[Task brief] Return word for word the lines of the records, starting with the line that contains "Q: What region of the above picture does the crumpled" and going on through the end of the records.

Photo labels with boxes
________
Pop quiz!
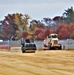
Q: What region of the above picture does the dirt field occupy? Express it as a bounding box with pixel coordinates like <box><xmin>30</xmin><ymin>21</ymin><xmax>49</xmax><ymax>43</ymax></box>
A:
<box><xmin>0</xmin><ymin>50</ymin><xmax>74</xmax><ymax>75</ymax></box>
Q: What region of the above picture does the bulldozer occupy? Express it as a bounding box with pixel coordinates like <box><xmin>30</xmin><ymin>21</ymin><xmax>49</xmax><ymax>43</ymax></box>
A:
<box><xmin>43</xmin><ymin>33</ymin><xmax>62</xmax><ymax>50</ymax></box>
<box><xmin>21</xmin><ymin>35</ymin><xmax>37</xmax><ymax>53</ymax></box>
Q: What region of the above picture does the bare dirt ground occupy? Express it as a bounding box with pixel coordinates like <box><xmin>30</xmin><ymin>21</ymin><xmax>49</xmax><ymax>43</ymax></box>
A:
<box><xmin>0</xmin><ymin>50</ymin><xmax>74</xmax><ymax>75</ymax></box>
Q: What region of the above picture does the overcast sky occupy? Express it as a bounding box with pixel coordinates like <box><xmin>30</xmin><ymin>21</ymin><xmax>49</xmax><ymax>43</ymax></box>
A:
<box><xmin>0</xmin><ymin>0</ymin><xmax>74</xmax><ymax>20</ymax></box>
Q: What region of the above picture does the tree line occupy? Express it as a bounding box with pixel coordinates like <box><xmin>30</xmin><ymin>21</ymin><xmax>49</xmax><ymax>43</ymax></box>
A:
<box><xmin>0</xmin><ymin>7</ymin><xmax>74</xmax><ymax>40</ymax></box>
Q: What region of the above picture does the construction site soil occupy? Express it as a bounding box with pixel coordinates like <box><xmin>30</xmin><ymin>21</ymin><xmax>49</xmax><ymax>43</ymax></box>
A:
<box><xmin>0</xmin><ymin>49</ymin><xmax>74</xmax><ymax>75</ymax></box>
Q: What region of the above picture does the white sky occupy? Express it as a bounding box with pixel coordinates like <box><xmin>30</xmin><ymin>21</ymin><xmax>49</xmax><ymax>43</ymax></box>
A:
<box><xmin>0</xmin><ymin>0</ymin><xmax>74</xmax><ymax>20</ymax></box>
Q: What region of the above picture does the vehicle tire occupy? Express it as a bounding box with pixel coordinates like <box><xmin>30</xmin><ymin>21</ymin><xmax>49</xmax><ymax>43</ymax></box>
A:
<box><xmin>21</xmin><ymin>45</ymin><xmax>25</xmax><ymax>53</ymax></box>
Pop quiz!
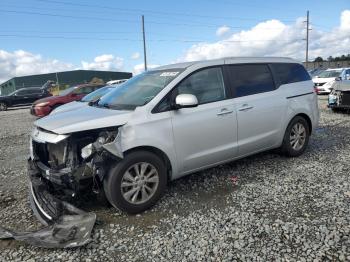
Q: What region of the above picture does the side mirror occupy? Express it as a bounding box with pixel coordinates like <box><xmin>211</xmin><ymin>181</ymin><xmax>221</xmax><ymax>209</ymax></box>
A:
<box><xmin>175</xmin><ymin>94</ymin><xmax>198</xmax><ymax>109</ymax></box>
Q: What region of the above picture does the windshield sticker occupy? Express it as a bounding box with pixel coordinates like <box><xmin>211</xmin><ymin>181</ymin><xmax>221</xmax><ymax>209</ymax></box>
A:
<box><xmin>160</xmin><ymin>72</ymin><xmax>179</xmax><ymax>76</ymax></box>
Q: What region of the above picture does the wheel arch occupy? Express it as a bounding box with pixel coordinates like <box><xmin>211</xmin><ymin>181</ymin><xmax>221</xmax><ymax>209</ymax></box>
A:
<box><xmin>123</xmin><ymin>146</ymin><xmax>173</xmax><ymax>181</ymax></box>
<box><xmin>289</xmin><ymin>113</ymin><xmax>313</xmax><ymax>135</ymax></box>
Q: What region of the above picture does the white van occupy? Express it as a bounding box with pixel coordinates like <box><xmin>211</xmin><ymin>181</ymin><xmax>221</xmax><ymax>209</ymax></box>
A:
<box><xmin>29</xmin><ymin>57</ymin><xmax>319</xmax><ymax>221</ymax></box>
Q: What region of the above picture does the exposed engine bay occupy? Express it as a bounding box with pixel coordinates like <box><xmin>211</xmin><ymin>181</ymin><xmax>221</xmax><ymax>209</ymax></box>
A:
<box><xmin>31</xmin><ymin>128</ymin><xmax>118</xmax><ymax>200</ymax></box>
<box><xmin>0</xmin><ymin>127</ymin><xmax>122</xmax><ymax>248</ymax></box>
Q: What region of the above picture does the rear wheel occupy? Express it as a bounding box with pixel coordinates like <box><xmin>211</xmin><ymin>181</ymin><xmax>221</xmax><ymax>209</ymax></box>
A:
<box><xmin>104</xmin><ymin>151</ymin><xmax>167</xmax><ymax>214</ymax></box>
<box><xmin>281</xmin><ymin>116</ymin><xmax>310</xmax><ymax>157</ymax></box>
<box><xmin>0</xmin><ymin>102</ymin><xmax>7</xmax><ymax>111</ymax></box>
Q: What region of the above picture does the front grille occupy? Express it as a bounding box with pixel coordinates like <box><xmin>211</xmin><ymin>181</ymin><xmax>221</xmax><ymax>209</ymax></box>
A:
<box><xmin>33</xmin><ymin>140</ymin><xmax>67</xmax><ymax>169</ymax></box>
<box><xmin>341</xmin><ymin>92</ymin><xmax>350</xmax><ymax>106</ymax></box>
<box><xmin>33</xmin><ymin>140</ymin><xmax>49</xmax><ymax>165</ymax></box>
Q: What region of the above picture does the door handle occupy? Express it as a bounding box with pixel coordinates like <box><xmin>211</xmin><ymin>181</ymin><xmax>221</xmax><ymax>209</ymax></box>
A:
<box><xmin>217</xmin><ymin>108</ymin><xmax>233</xmax><ymax>116</ymax></box>
<box><xmin>238</xmin><ymin>104</ymin><xmax>254</xmax><ymax>111</ymax></box>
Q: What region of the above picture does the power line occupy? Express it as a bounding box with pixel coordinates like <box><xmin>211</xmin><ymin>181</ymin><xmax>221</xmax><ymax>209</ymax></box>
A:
<box><xmin>0</xmin><ymin>9</ymin><xmax>290</xmax><ymax>30</ymax></box>
<box><xmin>35</xmin><ymin>0</ymin><xmax>294</xmax><ymax>22</ymax></box>
<box><xmin>0</xmin><ymin>34</ymin><xmax>290</xmax><ymax>43</ymax></box>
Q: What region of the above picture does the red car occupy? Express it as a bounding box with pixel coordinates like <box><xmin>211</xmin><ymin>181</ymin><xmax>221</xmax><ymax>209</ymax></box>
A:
<box><xmin>30</xmin><ymin>84</ymin><xmax>104</xmax><ymax>117</ymax></box>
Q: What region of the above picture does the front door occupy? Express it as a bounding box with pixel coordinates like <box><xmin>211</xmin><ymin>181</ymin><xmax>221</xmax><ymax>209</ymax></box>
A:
<box><xmin>172</xmin><ymin>67</ymin><xmax>238</xmax><ymax>173</ymax></box>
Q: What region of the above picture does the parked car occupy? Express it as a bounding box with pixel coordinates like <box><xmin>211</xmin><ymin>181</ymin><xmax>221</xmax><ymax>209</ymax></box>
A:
<box><xmin>0</xmin><ymin>88</ymin><xmax>51</xmax><ymax>111</ymax></box>
<box><xmin>312</xmin><ymin>68</ymin><xmax>350</xmax><ymax>95</ymax></box>
<box><xmin>50</xmin><ymin>84</ymin><xmax>120</xmax><ymax>115</ymax></box>
<box><xmin>30</xmin><ymin>84</ymin><xmax>103</xmax><ymax>117</ymax></box>
<box><xmin>308</xmin><ymin>68</ymin><xmax>325</xmax><ymax>78</ymax></box>
<box><xmin>107</xmin><ymin>79</ymin><xmax>128</xmax><ymax>85</ymax></box>
<box><xmin>29</xmin><ymin>58</ymin><xmax>319</xmax><ymax>222</ymax></box>
<box><xmin>328</xmin><ymin>80</ymin><xmax>350</xmax><ymax>111</ymax></box>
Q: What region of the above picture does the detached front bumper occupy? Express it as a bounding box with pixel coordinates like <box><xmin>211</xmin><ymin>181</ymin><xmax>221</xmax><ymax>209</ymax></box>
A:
<box><xmin>28</xmin><ymin>159</ymin><xmax>68</xmax><ymax>225</ymax></box>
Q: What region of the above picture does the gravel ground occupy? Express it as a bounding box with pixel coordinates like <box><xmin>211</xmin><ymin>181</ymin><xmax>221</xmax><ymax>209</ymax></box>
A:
<box><xmin>0</xmin><ymin>97</ymin><xmax>350</xmax><ymax>261</ymax></box>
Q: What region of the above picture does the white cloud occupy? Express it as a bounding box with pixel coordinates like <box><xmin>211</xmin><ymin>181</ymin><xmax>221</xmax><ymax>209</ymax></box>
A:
<box><xmin>0</xmin><ymin>50</ymin><xmax>74</xmax><ymax>83</ymax></box>
<box><xmin>178</xmin><ymin>10</ymin><xmax>350</xmax><ymax>61</ymax></box>
<box><xmin>0</xmin><ymin>49</ymin><xmax>124</xmax><ymax>83</ymax></box>
<box><xmin>81</xmin><ymin>54</ymin><xmax>124</xmax><ymax>71</ymax></box>
<box><xmin>216</xmin><ymin>25</ymin><xmax>231</xmax><ymax>37</ymax></box>
<box><xmin>133</xmin><ymin>63</ymin><xmax>159</xmax><ymax>75</ymax></box>
<box><xmin>131</xmin><ymin>52</ymin><xmax>141</xmax><ymax>60</ymax></box>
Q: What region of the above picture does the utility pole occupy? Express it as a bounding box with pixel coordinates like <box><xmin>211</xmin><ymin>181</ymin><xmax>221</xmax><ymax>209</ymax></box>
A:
<box><xmin>142</xmin><ymin>15</ymin><xmax>147</xmax><ymax>71</ymax></box>
<box><xmin>305</xmin><ymin>10</ymin><xmax>310</xmax><ymax>68</ymax></box>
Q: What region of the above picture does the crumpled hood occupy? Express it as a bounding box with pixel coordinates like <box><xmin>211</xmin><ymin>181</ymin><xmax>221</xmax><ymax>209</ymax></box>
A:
<box><xmin>335</xmin><ymin>80</ymin><xmax>350</xmax><ymax>91</ymax></box>
<box><xmin>34</xmin><ymin>106</ymin><xmax>133</xmax><ymax>135</ymax></box>
<box><xmin>312</xmin><ymin>77</ymin><xmax>335</xmax><ymax>84</ymax></box>
<box><xmin>33</xmin><ymin>96</ymin><xmax>63</xmax><ymax>105</ymax></box>
<box><xmin>50</xmin><ymin>101</ymin><xmax>88</xmax><ymax>115</ymax></box>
________
[Solved problem]
Q: What region of the above picture does the crumpled hood occupy? Express it as a bounding box with pixel coordinates like <box><xmin>211</xmin><ymin>181</ymin><xmax>221</xmax><ymax>209</ymax></box>
A:
<box><xmin>335</xmin><ymin>80</ymin><xmax>350</xmax><ymax>91</ymax></box>
<box><xmin>34</xmin><ymin>106</ymin><xmax>133</xmax><ymax>135</ymax></box>
<box><xmin>312</xmin><ymin>77</ymin><xmax>335</xmax><ymax>84</ymax></box>
<box><xmin>33</xmin><ymin>96</ymin><xmax>63</xmax><ymax>105</ymax></box>
<box><xmin>50</xmin><ymin>101</ymin><xmax>88</xmax><ymax>115</ymax></box>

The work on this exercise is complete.